→ WRITTEN TASK A: In the fractional part summation text, how is $m$ defined?
→ WRITTEN TASK B: Shorten the paragraph of the fractional part summation text that begins "The definition of $S_K$".
→ WRITTEN TASK C: Resume the fractional part summation text after its last sentence.

┌─ PAGE EXCERPT

Fractional part summation
Solution 1:
The definition of $S_K$ is complicated, it is hard to figure out a full asymptotic expansion for it.
Let us look at a simpler one which we do know.
For any integer $p > 0$, consider following sum:
$$F(p) = \sum_{k=1}^p \{ \sqrt{k} \} = \sum_{k=1}^p \sqrt{k} - \sum_{k=1}^p \lfloor \sqrt{k}\rfloor\tag{*1} $$
Let $x = \sqrt{p}$, $t = \{ x \}$ and $m = x - t = \lfloor x \rfloor$.
For the first term on RHS of $(*1)$, it has following asymptotic expansion:
$$\sum_{k=1}^p \sqrt{k} \asymp \frac23 x^3 + \frac12 x + \zeta\left(-\frac12\right) + \frac{1}{24} x^{-1} -\frac{1}{1920} x^{-5} + \frac {1}{9216} x^{-9} +\cdots\tag{*2} $$ See here for one way to derive this expansion.

└─
┌─ RECORDED DATA

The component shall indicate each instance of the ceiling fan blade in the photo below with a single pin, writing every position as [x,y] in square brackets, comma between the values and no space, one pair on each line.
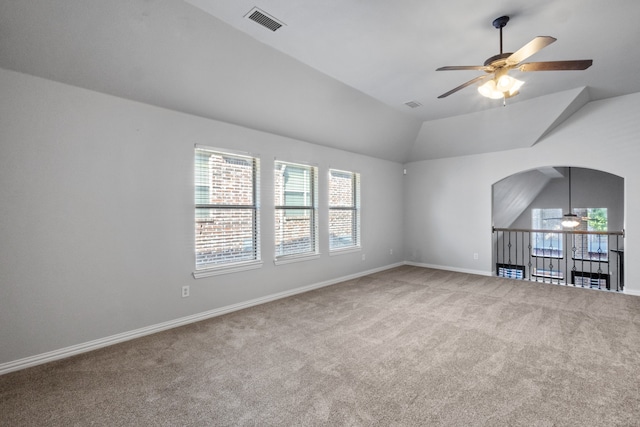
[462,86]
[464,67]
[579,64]
[529,49]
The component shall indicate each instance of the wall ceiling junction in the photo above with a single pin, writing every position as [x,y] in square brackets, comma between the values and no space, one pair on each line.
[336,73]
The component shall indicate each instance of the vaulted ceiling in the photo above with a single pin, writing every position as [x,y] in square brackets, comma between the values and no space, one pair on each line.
[337,73]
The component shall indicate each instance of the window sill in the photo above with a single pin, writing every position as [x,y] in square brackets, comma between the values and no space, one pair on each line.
[343,251]
[235,268]
[295,258]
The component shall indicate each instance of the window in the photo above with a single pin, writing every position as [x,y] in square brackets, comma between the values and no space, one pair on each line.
[592,246]
[296,209]
[344,209]
[546,244]
[226,209]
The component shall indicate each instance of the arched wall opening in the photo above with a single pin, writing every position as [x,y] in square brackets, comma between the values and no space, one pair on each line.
[538,199]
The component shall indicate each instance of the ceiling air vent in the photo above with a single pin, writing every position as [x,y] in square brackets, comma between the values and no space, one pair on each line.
[264,19]
[413,104]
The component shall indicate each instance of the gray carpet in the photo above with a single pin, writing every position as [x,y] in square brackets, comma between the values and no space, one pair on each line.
[405,347]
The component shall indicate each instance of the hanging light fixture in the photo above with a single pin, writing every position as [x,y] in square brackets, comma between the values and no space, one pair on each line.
[570,220]
[502,86]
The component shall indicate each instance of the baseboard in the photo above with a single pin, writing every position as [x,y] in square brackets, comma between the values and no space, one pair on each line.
[73,350]
[448,268]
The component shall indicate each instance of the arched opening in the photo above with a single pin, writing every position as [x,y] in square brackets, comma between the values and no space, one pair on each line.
[530,242]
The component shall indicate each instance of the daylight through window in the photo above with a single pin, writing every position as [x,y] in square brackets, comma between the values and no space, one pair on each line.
[296,211]
[344,209]
[226,208]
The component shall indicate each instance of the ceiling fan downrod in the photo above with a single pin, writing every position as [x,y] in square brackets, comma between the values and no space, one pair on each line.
[500,23]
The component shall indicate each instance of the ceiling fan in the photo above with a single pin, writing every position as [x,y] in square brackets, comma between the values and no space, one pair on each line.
[497,84]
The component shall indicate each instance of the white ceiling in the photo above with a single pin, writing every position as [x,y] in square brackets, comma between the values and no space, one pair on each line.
[339,71]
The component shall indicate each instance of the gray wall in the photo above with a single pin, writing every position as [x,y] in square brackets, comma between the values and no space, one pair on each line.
[97,216]
[589,188]
[448,201]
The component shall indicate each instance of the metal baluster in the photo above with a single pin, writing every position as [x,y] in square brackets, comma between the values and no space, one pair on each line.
[530,254]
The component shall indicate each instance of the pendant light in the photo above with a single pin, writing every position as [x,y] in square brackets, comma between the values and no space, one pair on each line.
[570,220]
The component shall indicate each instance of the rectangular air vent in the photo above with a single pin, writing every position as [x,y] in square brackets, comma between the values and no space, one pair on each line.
[264,19]
[413,104]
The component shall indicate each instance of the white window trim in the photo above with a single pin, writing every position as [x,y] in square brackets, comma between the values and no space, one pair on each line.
[357,208]
[315,210]
[235,268]
[290,259]
[344,251]
[240,266]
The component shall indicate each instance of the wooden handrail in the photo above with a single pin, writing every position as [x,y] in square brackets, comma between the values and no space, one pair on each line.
[526,230]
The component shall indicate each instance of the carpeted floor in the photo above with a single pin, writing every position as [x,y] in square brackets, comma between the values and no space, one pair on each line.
[408,346]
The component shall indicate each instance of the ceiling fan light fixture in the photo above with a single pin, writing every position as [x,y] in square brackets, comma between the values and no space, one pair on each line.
[503,87]
[489,90]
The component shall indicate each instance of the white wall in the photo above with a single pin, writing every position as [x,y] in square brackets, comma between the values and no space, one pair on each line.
[448,201]
[97,219]
[589,188]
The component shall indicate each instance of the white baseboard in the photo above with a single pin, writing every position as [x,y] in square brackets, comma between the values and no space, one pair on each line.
[73,350]
[448,268]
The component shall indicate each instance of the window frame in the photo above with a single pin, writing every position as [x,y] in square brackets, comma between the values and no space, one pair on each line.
[354,207]
[588,241]
[230,266]
[310,193]
[552,235]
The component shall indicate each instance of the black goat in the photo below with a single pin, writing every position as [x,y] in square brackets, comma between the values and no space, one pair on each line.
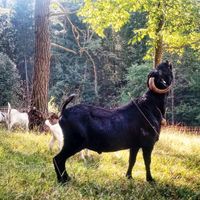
[134,126]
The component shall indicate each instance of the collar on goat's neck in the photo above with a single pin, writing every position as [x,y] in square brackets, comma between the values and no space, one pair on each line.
[158,99]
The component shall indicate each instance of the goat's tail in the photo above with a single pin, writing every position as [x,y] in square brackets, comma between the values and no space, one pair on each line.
[68,100]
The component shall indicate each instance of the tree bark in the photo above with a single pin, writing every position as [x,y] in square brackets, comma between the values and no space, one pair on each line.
[158,53]
[42,56]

└─

→ EXERCISE RESULT A: $m = x - t = \lfloor x \rfloor$, where $x = \sqrt{p}$ and $t = \{ x \}$.

→ EXERCISE RESULT B: Because $S_K$ has a complicated definition, a full asymptotic expansion for it is hard to find.

→ EXERCISE RESULT C:
For the second term, we can rewrite it as
$$\begin{align} \sum_{k=1}^p \lfloor \sqrt{k}\rfloor &= \sum_{k=m^2}^p m + \sum_{\ell=1}^{m-1}\sum_{k=\ell^2}^{(\ell+1)^2-1}\ell\\ &= (p - m^2 + 1)m + \sum_{\ell=1}^{m-1} (2\ell+1)\ell = (p - m^2 + 1)m + \frac16 (m-1)m(4m+1)\\ &= (x-t)\left(x^2 - (x-t)^2 + 1 + \frac16(x-t-1)(4(x-t)+1)\right) \end{align}\tag{*3} $$ Substitute $(*2)$ and $(*3)$ into $(*1)$ and simplify, we obtain
$$F(p) = \frac12 p + A(t)\sqrt{p} + B(t) + \frac{1}{24} p^{-1/2} + \cdots\quad\text{where}\quad \begin{cases} A(t) = -(\frac13 + t - t^2)\\ B(t) = \zeta\left(-\frac12\right) + \frac56 t + \frac12 t - \frac13 t^3 \end{cases} $$ Since $\displaystyle\;\int_0^1 A(t) dt = -\frac12 \ne 0$, even after we subtract away the piece $-\frac12 p$, the sum
$$\sum_{k=1}^p \left( \{ \sqrt{k} \} - \frac12 \right) = F(p) - \frac12 p$$
is still systematically biased by a term of the form $-\frac12 \sqrt{p}$. This is the source of the $O(1)$ term you notice. To see this, let us rewrite the sum at hand in terms of $F(p)$.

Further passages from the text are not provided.